What is asked:
Could you lay out every line of the records as a JSON list of strings, one string per line, with blank lines left out?

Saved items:
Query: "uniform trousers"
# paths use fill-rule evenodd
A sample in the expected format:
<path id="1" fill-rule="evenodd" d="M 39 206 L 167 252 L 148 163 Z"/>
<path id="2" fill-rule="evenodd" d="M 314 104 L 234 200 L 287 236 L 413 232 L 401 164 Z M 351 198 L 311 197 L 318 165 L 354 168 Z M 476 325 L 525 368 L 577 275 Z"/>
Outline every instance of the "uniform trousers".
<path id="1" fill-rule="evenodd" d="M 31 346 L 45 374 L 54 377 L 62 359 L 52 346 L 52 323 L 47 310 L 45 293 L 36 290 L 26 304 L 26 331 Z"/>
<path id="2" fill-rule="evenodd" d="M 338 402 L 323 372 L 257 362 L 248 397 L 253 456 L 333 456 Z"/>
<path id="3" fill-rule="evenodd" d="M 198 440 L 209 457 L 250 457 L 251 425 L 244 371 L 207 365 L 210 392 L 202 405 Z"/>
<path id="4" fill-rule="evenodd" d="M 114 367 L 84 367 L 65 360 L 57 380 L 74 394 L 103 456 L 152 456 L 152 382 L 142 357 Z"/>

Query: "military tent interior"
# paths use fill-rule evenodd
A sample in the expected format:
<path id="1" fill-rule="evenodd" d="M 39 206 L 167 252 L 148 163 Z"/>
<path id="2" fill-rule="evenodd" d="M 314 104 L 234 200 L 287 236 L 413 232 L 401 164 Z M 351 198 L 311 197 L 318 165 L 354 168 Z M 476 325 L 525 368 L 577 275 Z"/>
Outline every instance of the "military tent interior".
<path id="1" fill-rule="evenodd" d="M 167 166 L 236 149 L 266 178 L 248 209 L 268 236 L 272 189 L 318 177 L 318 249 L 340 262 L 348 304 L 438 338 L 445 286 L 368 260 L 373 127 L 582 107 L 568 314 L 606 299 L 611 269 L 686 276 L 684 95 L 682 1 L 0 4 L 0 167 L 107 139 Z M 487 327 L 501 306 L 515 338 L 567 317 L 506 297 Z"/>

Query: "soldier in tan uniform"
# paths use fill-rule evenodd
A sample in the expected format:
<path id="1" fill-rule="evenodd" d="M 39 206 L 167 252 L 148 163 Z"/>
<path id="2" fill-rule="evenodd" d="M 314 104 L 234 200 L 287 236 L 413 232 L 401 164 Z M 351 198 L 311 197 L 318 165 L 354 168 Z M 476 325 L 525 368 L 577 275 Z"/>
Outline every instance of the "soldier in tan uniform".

Reply to the exercise:
[
  "Query: \"uniform trousers\"",
  "# paths use fill-rule evenodd",
  "A sample in the expected format:",
  "<path id=\"1\" fill-rule=\"evenodd\" d=\"M 39 206 L 167 252 L 148 163 Z\"/>",
  "<path id=\"2\" fill-rule=\"evenodd\" d=\"M 314 104 L 234 200 L 287 236 L 413 232 L 401 164 Z M 351 198 L 311 197 L 318 165 L 354 168 Z M 476 325 L 525 368 L 577 275 Z\"/>",
  "Outline every instance of the \"uniform trousers\".",
  "<path id=\"1\" fill-rule=\"evenodd\" d=\"M 31 346 L 45 374 L 54 377 L 62 359 L 52 346 L 52 323 L 47 310 L 45 293 L 36 290 L 26 304 L 26 331 Z\"/>",
  "<path id=\"2\" fill-rule=\"evenodd\" d=\"M 338 402 L 323 372 L 257 362 L 248 397 L 253 456 L 333 456 Z\"/>",
  "<path id=\"3\" fill-rule=\"evenodd\" d=\"M 198 440 L 209 457 L 250 457 L 251 425 L 244 371 L 207 365 L 210 392 L 202 405 Z\"/>",
  "<path id=\"4\" fill-rule=\"evenodd\" d=\"M 114 367 L 84 367 L 65 360 L 57 380 L 74 394 L 103 456 L 152 456 L 152 382 L 142 357 Z\"/>",
  "Query: \"military tent interior\"",
  "# paths use fill-rule evenodd",
  "A sample in the expected format:",
  "<path id=\"1\" fill-rule=\"evenodd\" d=\"M 39 206 L 167 252 L 148 163 Z\"/>",
  "<path id=\"2\" fill-rule=\"evenodd\" d=\"M 314 104 L 234 200 L 287 236 L 413 232 L 401 164 Z M 351 198 L 311 197 L 318 165 L 354 168 Z M 476 325 L 525 368 L 577 275 Z\"/>",
  "Outline every instance of the \"military tent interior\".",
  "<path id=\"1\" fill-rule=\"evenodd\" d=\"M 167 166 L 236 149 L 266 178 L 248 209 L 268 236 L 272 189 L 318 177 L 318 249 L 340 262 L 348 304 L 438 338 L 445 286 L 368 260 L 373 127 L 582 107 L 568 314 L 606 299 L 611 269 L 686 276 L 684 95 L 682 1 L 0 4 L 0 167 L 107 139 Z M 487 327 L 501 306 L 515 338 L 567 317 L 506 297 Z\"/>",
  "Query: \"soldier in tan uniform\"",
  "# paths use fill-rule evenodd",
  "A sample in the expected format:",
  "<path id=\"1\" fill-rule=\"evenodd\" d=\"M 39 206 L 167 252 L 148 163 Z\"/>",
  "<path id=\"2\" fill-rule=\"evenodd\" d=\"M 314 104 L 234 200 L 287 236 L 413 232 L 401 164 Z M 351 198 L 311 197 L 318 165 L 354 168 Z M 476 325 L 525 368 L 577 275 Z\"/>",
  "Outline every instance of the \"soldier in tan uniform\"."
]